* **PROBLEM DESCRIPTION**: From top to bottom, write out the listing exactly.
○ ○ ○ ○ ○
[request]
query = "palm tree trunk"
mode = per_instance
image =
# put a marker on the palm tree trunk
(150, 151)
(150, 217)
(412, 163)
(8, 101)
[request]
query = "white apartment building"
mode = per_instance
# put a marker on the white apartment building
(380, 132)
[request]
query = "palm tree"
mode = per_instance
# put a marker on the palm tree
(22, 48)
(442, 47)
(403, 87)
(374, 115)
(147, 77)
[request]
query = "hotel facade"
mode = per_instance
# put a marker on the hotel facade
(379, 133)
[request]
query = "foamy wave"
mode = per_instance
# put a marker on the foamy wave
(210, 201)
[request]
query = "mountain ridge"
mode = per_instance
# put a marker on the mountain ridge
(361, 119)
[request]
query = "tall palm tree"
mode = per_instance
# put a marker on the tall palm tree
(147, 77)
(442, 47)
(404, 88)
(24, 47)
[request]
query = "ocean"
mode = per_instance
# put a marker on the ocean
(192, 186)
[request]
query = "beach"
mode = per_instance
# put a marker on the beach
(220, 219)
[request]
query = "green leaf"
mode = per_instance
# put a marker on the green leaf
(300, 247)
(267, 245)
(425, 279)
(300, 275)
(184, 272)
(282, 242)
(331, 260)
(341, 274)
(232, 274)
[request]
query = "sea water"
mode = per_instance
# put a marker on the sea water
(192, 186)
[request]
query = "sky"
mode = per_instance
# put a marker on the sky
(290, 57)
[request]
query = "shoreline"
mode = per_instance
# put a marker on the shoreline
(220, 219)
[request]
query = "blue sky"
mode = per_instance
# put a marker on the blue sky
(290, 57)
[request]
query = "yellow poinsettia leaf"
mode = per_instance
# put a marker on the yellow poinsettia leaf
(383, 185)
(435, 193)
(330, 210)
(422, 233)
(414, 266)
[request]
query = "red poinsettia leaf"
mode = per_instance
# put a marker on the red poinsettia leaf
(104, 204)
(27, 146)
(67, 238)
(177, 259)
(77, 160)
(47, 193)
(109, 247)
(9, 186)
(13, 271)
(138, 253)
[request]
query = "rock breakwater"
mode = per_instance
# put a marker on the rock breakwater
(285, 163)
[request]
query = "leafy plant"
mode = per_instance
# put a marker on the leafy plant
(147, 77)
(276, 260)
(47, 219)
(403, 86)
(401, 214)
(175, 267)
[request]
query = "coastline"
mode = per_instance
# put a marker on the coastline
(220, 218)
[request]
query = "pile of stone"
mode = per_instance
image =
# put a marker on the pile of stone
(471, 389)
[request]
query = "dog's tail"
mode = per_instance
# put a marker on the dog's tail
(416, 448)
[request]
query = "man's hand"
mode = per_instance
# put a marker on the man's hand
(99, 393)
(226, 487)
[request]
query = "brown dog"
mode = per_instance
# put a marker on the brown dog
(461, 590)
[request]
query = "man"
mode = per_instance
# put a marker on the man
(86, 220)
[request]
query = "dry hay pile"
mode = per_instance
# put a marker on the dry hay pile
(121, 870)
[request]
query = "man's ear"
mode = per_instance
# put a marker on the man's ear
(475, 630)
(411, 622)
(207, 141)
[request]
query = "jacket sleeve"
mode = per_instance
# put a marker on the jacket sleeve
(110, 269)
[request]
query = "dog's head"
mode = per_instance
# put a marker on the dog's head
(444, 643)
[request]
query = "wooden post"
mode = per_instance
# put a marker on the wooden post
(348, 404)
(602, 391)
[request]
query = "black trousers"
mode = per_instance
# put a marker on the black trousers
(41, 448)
○ ○ ○ ○ ○
* **WRITTEN ANSWER**:
[request]
query = "palm tree trunk"
mode = per_instance
image =
# put a marker on the palm tree trunk
(150, 151)
(150, 217)
(412, 163)
(8, 101)
[request]
query = "white apartment building"
mode = per_instance
# put a marker on the white apartment building
(380, 132)
[request]
query = "palm tree"
mode = per_instance
# put a marker on the palm tree
(22, 48)
(442, 47)
(403, 87)
(374, 115)
(147, 77)
[request]
query = "hotel facade"
mode = per_instance
# put a marker on the hotel facade
(379, 133)
[request]
query = "foamy wave"
mode = per_instance
# put a marker on the foamy wave
(210, 201)
[request]
query = "mountain ridge"
mode = per_instance
# put a marker on the mountain ridge
(361, 119)
[request]
query = "tall palm tree"
mode = per_instance
# put a marker on the tall palm tree
(147, 77)
(442, 47)
(404, 88)
(24, 47)
[request]
query = "ocean"
mode = per_instance
# put a marker on the ocean
(192, 186)
[request]
query = "beach"
mode = per_instance
# put a marker on the beach
(220, 219)
[request]
query = "green leaf"
mode = per_instance
# put a marker on the green leaf
(300, 247)
(267, 245)
(425, 279)
(300, 275)
(184, 272)
(282, 242)
(331, 260)
(341, 274)
(232, 274)
[request]
query = "sea water"
mode = per_instance
# put a marker on the sea water
(192, 186)
[request]
query = "sky"
mode = per_instance
# put a marker on the sky
(290, 57)
[request]
query = "shoreline"
mode = per_instance
# put a marker on the shoreline
(220, 219)
[request]
query = "blue sky"
mode = per_instance
# put a marker on the blue sky
(290, 57)
[request]
query = "yellow poinsettia leaf"
mode = per_instance
# put a marker on the yellow poinsettia leaf
(383, 185)
(435, 193)
(330, 210)
(422, 233)
(414, 266)
[request]
query = "red poinsettia leaf"
mode = per_instance
# put a marker on the red poinsettia leaf
(104, 204)
(27, 146)
(67, 238)
(177, 259)
(77, 160)
(47, 193)
(109, 247)
(9, 186)
(13, 271)
(138, 253)
[request]
query = "rock breakwater"
mode = per_instance
# put a marker on the rock breakwater
(285, 163)
[request]
query = "leafy plant"
mode = per_instance
# put a marker on the leafy plant
(147, 77)
(276, 260)
(47, 219)
(403, 86)
(401, 214)
(175, 267)
[request]
query = "coastline"
mode = per_instance
# put a marker on the coastline
(220, 218)
[request]
query = "pile of stone"
mode = per_instance
image =
# put a marker on the pile of stone
(471, 389)
[request]
query = "dog's tail"
mode = per_instance
# put a marker on the dog's tail
(416, 448)
[request]
query = "man's hand"
mode = per_instance
# put a marker on the man's hand
(99, 393)
(226, 487)
[request]
query = "brown dog"
mode = per_instance
# put a marker on the brown dog
(461, 590)
[request]
query = "man"
mode = per_instance
# put a marker on the man
(86, 220)
[request]
query = "dry hay pile"
mode = per_instance
# put a marker on the dry hay pile
(121, 870)
[request]
query = "man's ear"
mode = per_instance
# put a marker on the man's ear
(475, 630)
(411, 622)
(207, 141)
[request]
query = "jacket sleeve"
mode = per_instance
# put a marker on the jacket sleeve
(110, 269)
[request]
query = "dog's head"
mode = per_instance
# put a marker on the dog's head
(444, 643)
[request]
query = "wooden post"
mode = per_instance
# put a marker on the wooden post
(348, 404)
(602, 391)
[request]
query = "black trousers"
mode = per_instance
# put a marker on the black trousers
(41, 448)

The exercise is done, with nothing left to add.